### TEXTO DE ESTUDIO

══════════════════════════════

Marie, Christian y su pequeño de dos años empezaron viviendo en el gueto —en la medina, en un cuarto sin luz, sin baño— por 15 dirhams al día (un euro y medio). El gueto toma múltiples formas: bosques, chabolas, infraviviendas en barrios pobres, pensiones en los deteriorados cascos antiguos de las ciudades. Lugares inseguros, insalubres y peligrosos.

En el gueto tetuaní, Marie dio a luz a su segundo hijo, Pedro. Acudieron a la iglesia a pedir amparo. Otro sacerdote, el padre Luis, los socorrió. Los puso en contacto con la Delegación diocesana de migraciones de Tánger para ver si podían ayudarles a alquilar una casa. (…)

══════════════════════════════

### INSTRUCCIONES DE TRABAJO
Responde, por favor, estas preguntas sobre el texto de estudio:
(a) ¿Cuánto pagaban al día por el cuarto en el gueto?
(b) ¿Cómo se llama el segundo hijo de Marie?
(c) ¿Con qué organismo los puso en contacto el padre Luis?

Entradas de datos guardados:
══════════════════════════════

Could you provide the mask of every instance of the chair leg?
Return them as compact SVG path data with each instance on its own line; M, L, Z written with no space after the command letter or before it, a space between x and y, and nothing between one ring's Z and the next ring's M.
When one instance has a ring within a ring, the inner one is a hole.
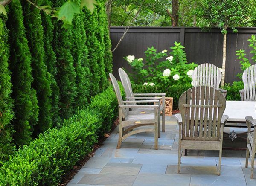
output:
M165 109L162 113L162 132L165 132Z
M119 149L121 147L121 143L122 143L122 133L123 132L123 128L122 124L119 124L119 131L118 135L118 141L117 141L117 146L116 148Z

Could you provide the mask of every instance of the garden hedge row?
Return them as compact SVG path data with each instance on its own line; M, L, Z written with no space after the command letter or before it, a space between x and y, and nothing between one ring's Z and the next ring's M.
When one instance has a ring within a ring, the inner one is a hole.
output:
M60 128L48 129L4 163L0 185L57 185L91 151L99 135L111 128L117 108L110 86L94 97L88 107L65 120Z
M134 93L166 93L166 97L173 97L173 109L178 108L179 99L181 94L192 87L191 84L183 85L173 85L169 87L163 87L156 85L143 86L133 84L132 90ZM234 82L230 86L226 84L221 88L227 90L226 99L227 100L241 100L239 90L244 87L242 81Z

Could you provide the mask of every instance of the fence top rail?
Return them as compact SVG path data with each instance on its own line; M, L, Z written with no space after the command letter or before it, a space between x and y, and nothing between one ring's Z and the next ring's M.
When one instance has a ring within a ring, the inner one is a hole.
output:
M125 26L111 26L111 32L123 32L127 27ZM236 28L238 33L256 33L256 27L238 27ZM180 30L184 29L186 33L221 33L221 30L218 28L213 28L207 31L204 30L198 27L130 27L128 32L171 32L180 33ZM233 33L230 28L227 29L228 34Z

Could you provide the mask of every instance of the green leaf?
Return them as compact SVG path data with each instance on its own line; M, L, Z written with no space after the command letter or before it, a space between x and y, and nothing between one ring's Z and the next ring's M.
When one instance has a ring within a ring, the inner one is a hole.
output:
M7 13L5 10L5 9L4 8L4 6L3 6L2 5L0 5L0 13L3 14L5 15L7 15Z
M92 12L94 8L94 4L97 4L97 2L94 0L81 0L80 5L81 8L85 6Z
M64 23L71 24L74 15L80 13L80 8L76 2L69 0L61 7L58 14L58 20L65 20Z

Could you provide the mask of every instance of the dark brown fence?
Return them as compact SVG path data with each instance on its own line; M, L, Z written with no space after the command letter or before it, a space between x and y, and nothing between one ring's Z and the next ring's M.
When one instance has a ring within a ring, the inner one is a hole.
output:
M256 35L256 27L240 28L238 32L232 33L229 30L227 35L225 82L232 83L238 78L241 72L240 64L236 59L236 51L245 50L246 57L251 58L247 41L252 34ZM113 27L110 35L113 47L114 47L122 35L125 27ZM185 47L189 62L197 64L210 63L221 67L223 37L220 29L213 29L210 32L202 31L198 28L183 27L131 27L113 53L114 75L119 78L118 69L124 67L131 70L130 66L123 57L134 55L136 58L144 58L143 52L148 47L153 46L158 51L170 51L169 48L175 41L180 42Z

══════════════════════════════

### ESPACIO DE RESPUESTA
(a) 15 dirhams (un euro y medio).
(b) Pedro.
(c) Con la Delegación diocesana de migraciones de Tánger.